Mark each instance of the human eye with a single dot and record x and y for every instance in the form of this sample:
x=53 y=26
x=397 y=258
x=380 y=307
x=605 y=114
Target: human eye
◆ ◆ ◆ ◆ ◆ ◆ ◆
Requirements:
Copy these lines exactly as they appear.

Written response:
Mark each instance of the human eye with a single dot and record x and y for every instance in the form of this sample:
x=53 y=26
x=397 y=258
x=380 y=307
x=605 y=114
Target: human eye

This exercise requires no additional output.